++++ Selected passage

If that test sounds subjective, that is because to a certain extent it is. Cent. Vt. Pub. Serv. Corp. v. Herbert, 341 F.3d 186, 191 (2d Cir. 2003) (noting that the "distinction between core and non-core is somewhat subjective and contextual"). Nevertheless, this much is obvious: if "a creditor files a proof of claim, the bankruptcy court has core jurisdiction to determine that claim, even if it was a prepetition contract claim arising under state law." S.G. Phillips Constructors, Inc. v. City of Burlington, 45 F.3d 702, 705 (2d Cir. 1995). Conversely, if a plaintiff has not filed a notice of claim, and both the contract and the dispute around it arose before the debtor filed for bankruptcy, typically that claim is not core. See Zohar CDO 2003-1, Ltd. v. Patriarch Partners, LLC, --- B.R. ---, 2020 WL 5600851, at *4 (S.D.N.Y. Sept. 18, 2020) (finding that dispute's arising before bankruptcy "weigh[ed] heavily against core status").

Tailored Fund argues that none of its claims are either "core" proceedings or related to a core proceeding within the meaning of bankruptcy law, and that as a result removal under 28 U.S.C. § 1452(a) was improper. Instead, plaintiff paints its claims as pure state law claims that predate RWDY's bankruptcy filing and are entirely too distant from it to qualify as core claims.

++++++++

* _Task 1_
Extract the stretch of the passage on bankruptcy jurisdiction from "Tailored Fund argues" through "as core claims.".
The passage on bankruptcy jurisdiction and the records come from unrelated sources.

++++ Data extract

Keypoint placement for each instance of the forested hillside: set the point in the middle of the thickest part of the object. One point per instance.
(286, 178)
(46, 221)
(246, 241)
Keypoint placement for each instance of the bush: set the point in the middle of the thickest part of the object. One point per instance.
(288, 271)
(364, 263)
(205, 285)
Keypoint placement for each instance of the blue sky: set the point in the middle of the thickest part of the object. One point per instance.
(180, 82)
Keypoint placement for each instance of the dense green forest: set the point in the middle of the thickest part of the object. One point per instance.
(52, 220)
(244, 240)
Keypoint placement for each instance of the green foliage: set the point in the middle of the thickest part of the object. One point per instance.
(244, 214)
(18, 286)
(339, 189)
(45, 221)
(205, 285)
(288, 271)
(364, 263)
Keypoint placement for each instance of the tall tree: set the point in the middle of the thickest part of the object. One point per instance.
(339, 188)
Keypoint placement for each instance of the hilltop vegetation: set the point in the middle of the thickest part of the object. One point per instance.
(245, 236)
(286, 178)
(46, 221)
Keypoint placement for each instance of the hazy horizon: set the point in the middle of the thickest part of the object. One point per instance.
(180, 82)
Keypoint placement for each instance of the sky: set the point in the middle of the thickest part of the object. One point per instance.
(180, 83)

++++++++

* _Task 2_
Please pull out each line of the records that contains the word "green".

* _Full output 1_
Tailored Fund argues that none of its claims are either "core" proceedings or related to a core proceeding within the meaning of bankruptcy law, and that as a result removal under 28 U.S.C. § 1452(a) was improper. Instead, plaintiff paints its claims as pure state law claims that predate RWDY's bankruptcy filing and are entirely too distant from it to qualify as core claims.

* _Full output 2_
Keypoint placement for each instance of the dense green forest: set the point in the middle of the thickest part of the object. One point per instance.
Keypoint placement for each instance of the green foliage: set the point in the middle of the thickest part of the object. One point per instance.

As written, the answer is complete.